(Stored entries)
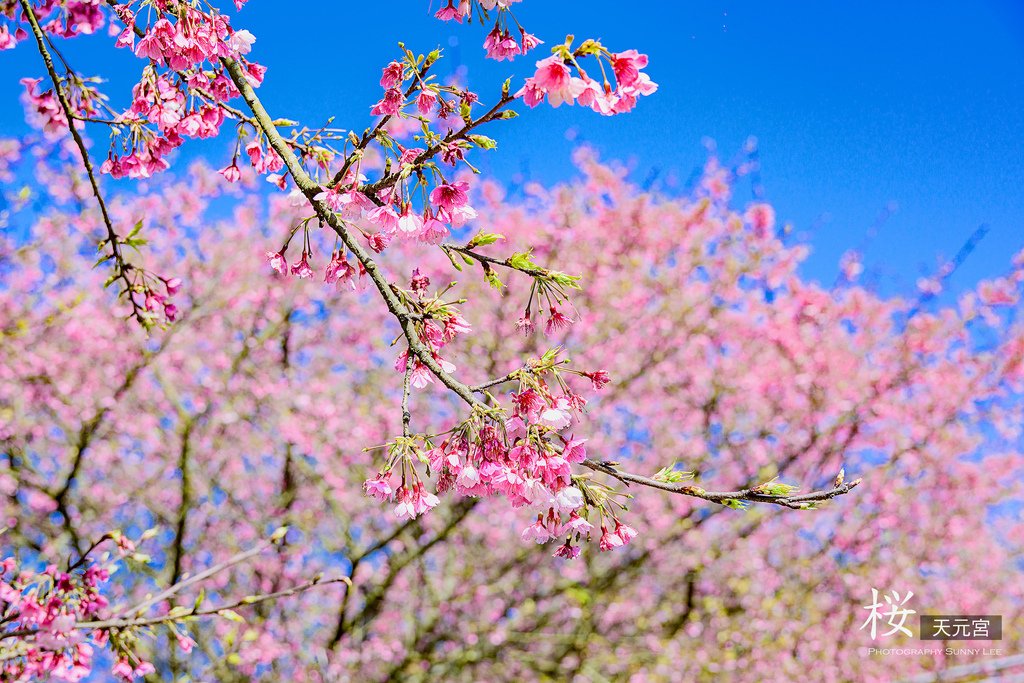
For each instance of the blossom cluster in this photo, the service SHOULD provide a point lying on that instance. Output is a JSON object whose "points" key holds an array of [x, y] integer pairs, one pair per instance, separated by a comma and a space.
{"points": [[554, 80], [46, 607], [520, 456]]}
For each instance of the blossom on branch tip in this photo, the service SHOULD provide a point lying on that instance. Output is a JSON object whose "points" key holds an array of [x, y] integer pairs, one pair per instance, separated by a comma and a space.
{"points": [[278, 261]]}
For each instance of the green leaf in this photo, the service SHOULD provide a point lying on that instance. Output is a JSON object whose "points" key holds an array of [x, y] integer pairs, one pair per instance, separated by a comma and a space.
{"points": [[230, 615], [482, 141], [482, 239]]}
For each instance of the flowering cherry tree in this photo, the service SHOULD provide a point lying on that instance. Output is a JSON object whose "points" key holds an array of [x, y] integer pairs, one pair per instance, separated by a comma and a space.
{"points": [[204, 450]]}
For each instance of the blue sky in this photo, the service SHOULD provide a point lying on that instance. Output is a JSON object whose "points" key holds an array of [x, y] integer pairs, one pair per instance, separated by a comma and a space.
{"points": [[856, 107]]}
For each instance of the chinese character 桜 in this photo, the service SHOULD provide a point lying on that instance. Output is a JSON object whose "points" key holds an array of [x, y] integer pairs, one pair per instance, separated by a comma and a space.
{"points": [[896, 612]]}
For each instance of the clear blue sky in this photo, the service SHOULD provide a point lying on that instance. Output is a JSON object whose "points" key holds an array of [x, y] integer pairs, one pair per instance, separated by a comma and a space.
{"points": [[856, 105]]}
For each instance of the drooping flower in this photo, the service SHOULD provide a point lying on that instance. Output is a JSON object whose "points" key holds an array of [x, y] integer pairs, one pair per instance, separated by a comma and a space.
{"points": [[278, 261], [302, 269]]}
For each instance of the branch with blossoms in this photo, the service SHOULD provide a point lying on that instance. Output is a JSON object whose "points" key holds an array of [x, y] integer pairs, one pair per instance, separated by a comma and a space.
{"points": [[52, 621], [198, 63]]}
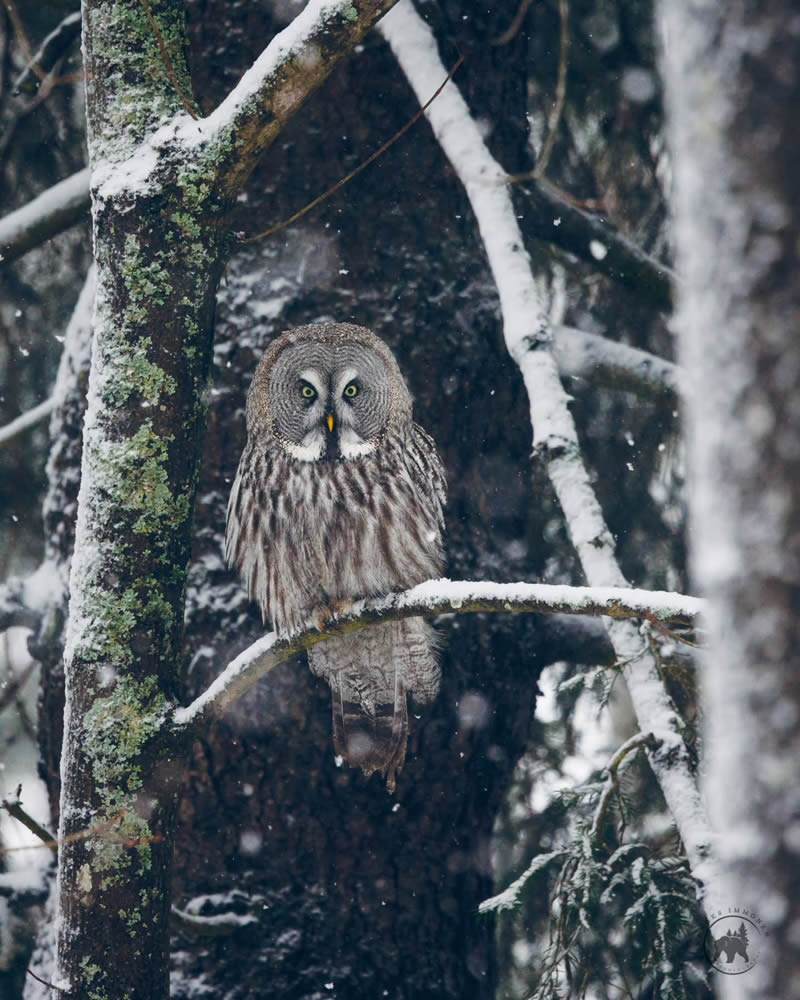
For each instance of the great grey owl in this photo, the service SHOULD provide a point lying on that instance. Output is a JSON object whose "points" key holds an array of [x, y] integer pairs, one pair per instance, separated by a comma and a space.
{"points": [[339, 496]]}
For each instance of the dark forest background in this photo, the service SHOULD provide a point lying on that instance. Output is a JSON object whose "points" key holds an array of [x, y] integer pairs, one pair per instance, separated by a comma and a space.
{"points": [[356, 893]]}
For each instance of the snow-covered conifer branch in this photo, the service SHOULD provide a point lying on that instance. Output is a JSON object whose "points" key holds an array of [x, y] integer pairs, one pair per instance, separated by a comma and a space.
{"points": [[53, 211], [529, 339], [435, 597], [293, 65]]}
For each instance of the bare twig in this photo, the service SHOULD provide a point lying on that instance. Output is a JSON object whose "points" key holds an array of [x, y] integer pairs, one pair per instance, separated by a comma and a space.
{"points": [[561, 93], [517, 21], [362, 166], [14, 808], [593, 239]]}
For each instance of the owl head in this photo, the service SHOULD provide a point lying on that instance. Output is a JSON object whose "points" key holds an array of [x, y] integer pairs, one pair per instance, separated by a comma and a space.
{"points": [[328, 391]]}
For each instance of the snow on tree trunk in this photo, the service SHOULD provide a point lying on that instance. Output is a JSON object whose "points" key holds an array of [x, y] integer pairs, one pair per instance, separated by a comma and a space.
{"points": [[731, 73], [158, 254]]}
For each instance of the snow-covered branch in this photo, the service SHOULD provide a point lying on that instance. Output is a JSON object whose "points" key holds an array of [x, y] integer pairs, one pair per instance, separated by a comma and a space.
{"points": [[435, 597], [53, 211], [608, 363], [591, 238], [293, 65], [30, 418], [15, 608], [528, 339]]}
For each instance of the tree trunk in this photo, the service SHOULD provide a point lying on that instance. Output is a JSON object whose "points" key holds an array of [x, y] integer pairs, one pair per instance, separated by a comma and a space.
{"points": [[733, 84], [158, 254]]}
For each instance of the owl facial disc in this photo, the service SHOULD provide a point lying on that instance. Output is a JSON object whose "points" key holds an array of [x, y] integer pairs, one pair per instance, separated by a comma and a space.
{"points": [[329, 402]]}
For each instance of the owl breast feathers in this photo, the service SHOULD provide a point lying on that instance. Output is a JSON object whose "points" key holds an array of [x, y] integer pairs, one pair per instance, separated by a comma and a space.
{"points": [[339, 496]]}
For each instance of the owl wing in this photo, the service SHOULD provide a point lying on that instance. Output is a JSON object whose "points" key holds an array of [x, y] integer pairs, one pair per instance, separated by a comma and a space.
{"points": [[250, 508], [427, 470]]}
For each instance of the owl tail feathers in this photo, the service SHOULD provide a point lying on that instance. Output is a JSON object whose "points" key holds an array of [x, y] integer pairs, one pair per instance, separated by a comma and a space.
{"points": [[373, 742]]}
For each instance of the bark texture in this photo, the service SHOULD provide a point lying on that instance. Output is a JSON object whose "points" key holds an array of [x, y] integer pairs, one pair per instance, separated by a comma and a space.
{"points": [[733, 83]]}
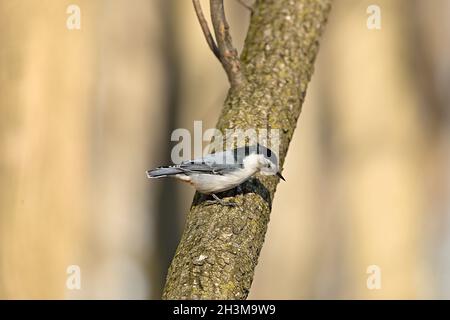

* _What to produce_:
Output each record above exactly; omit the images.

* _Output for this exercise_:
For each instance of the blossom cluster in this photo, the service SHOULD provide a point lying on that instance. Output is a JSON object whose "points" key holds an array of [x, y] integer pairs, one pair per instance, separated by a comma and a space.
{"points": [[554, 80], [46, 607], [520, 456]]}
For each instance of the blossom on branch tip in this photo, the service SHOULD provide a point lying on that instance. Output is a JSON object whose "points" key holds an array of [x, y] integer pairs, one pair per instance, separated by a comma and a space.
{"points": [[278, 261]]}
For each instance of the green leaf in this photo, the service SHOULD provide a point lying on that instance. Output is a JSON object whose "points" key holds an array of [x, y] integer pairs, one pair per instance, separated by a comma and a space.
{"points": [[230, 615], [482, 141], [482, 239]]}
For each instance of the flowering cherry tree in this photo, the service SHOULD provide a point lying on that instance. Output is a JSON object whose "points" key holds an array of [x, y] integer pairs, one pair per instance, separated by a comma and a space.
{"points": [[204, 450]]}
For each instance of the blue sky in this photo, the service SHOULD provide a point lying on that instance. Output is a JSON object whose "points" key holds an array of [x, y] integer pairs, one pair per instance, separated by a comma and a space.
{"points": [[856, 107]]}
For each instance of the chinese character 桜 in this photo, the service SHOULD provide a point lying on that instance. Output is a JSON object whose "points" key holds an array of [x, y] integer pairs, one pair per instance, separated by a comma and a space.
{"points": [[896, 612]]}
For each instance of the clear blue sky in this photo, the service SHOULD provide a point lying on that instance. Output is a JSON object whose "points" key holds an array of [x, y] integer pairs, one pair per instance, separated by a comma and a space.
{"points": [[856, 105]]}
For each instance of the drooping flower in this photo, the service SHOULD provide a point lying on that instance. Output is a JSON object whose "points" key holds an array of [x, y] integer pairs, one pair per instance, separated by a comma and a space.
{"points": [[278, 261], [302, 269]]}
For each instance of the branch with blossoms in this photo, the service SHOULD provide a point lying on that instance. Output is a JSON object whose "points" key holds an array of [x, y] integer pairs, one pair per instance, separated by a comma and a space.
{"points": [[52, 621], [198, 63]]}
For each instance of the great grey owl in this photo, the service SHOULD provide a point lying on that instance. Output is a JSON object whose "points" key holds an array of [x, y] integer pairs, one pair per instance, separated by a comma and a space.
{"points": [[339, 496]]}
For each instance of the dark forest background in this photo, the service SHOULD provide a point lying on that instance. Output is a JSON object whose "points" key holds an array of [x, y] integer pairs, one pair per instance, separated by a comma and a space.
{"points": [[356, 893]]}
For each instance of the snow-covered conifer branch in this photo, the service SHOULD provide a point lying on that instance. Output is a JSON object whose "points" key holds an array of [x, y] integer pairs, one pair per instance, separated by a comma and a space.
{"points": [[53, 211], [529, 339], [435, 597], [293, 65]]}
For each instance of the bare twig in this photo, the service SHOULD provide a point lying on that instance. Output is a JSON object whose "points" key holds an array of [x, y] integer pairs, one pair per instance, separated by a comma and a space.
{"points": [[561, 93], [517, 21], [362, 166], [14, 808], [593, 239]]}
For each instance of the owl head in this photo, the service SHOULD provide a point lying on that instance. Output is a JSON object whose "points" key holds an array of [x, y] integer pairs, one pair per instance, separated by a comma and a space.
{"points": [[328, 391]]}
For each instance of the snow on tree trunk in this photo, the service SHOULD provide a point lying on that instance. Output is a JSON object whose "points" key holds an array of [x, y] integer pairs, one pair per instance, separated by a comma and a space.
{"points": [[731, 73], [158, 254]]}
For each instance of the snow-covered branch in this photo, the service SHOULD provide a point lying on that instance. Output is a JSON object whose "points" key holds an array of [x, y] integer pairs, one pair per instance, separated by a comma and a space.
{"points": [[435, 597], [53, 211], [608, 363], [591, 238], [293, 65], [30, 418], [15, 608], [528, 339]]}
For each instance of the tree trunk in this photo, the service SHOULD provide a point lying on that instance. Output is a JSON object whose "points" key holds an array of [x, y] integer pairs, one pair per instance, separated by a comma and a space.
{"points": [[733, 84], [158, 254]]}
For each instance of the owl facial disc in this photo, the service SHOULD provide a point lying on that instance. Output is a JSON object whose "points" key holds an array of [x, y] integer pairs, one pair per instance, separated by a comma and a space.
{"points": [[329, 402]]}
For each instance of the owl breast feathers in this photo, the service SHOULD provide a point lying on that instance. Output is a JSON object whose "points" key holds an array of [x, y] integer pairs, one pair per instance, separated by a comma and a space.
{"points": [[339, 496]]}
For each instance of the owl wing in this photo, the service SHOULD provide a point lying on that instance. Output is a JSON object whose "points" key holds an array of [x, y] integer pairs, one pair per instance, separated by a comma and a space.
{"points": [[250, 508], [427, 470]]}
For each instance of the owl tail feathers in this photo, the service SHOULD provide a point lying on that instance. Output is a JSON object whose "points" key holds an array of [x, y] integer pairs, one pair per instance, separated by a comma and a space.
{"points": [[373, 742]]}
For each instance of the bark texture in this photo, the service SHOULD provide a point lying on that instance. Output is a JSON object whose "points" key holds an array of [x, y] integer pairs, one pair per instance, separated by a comma and a space.
{"points": [[733, 83]]}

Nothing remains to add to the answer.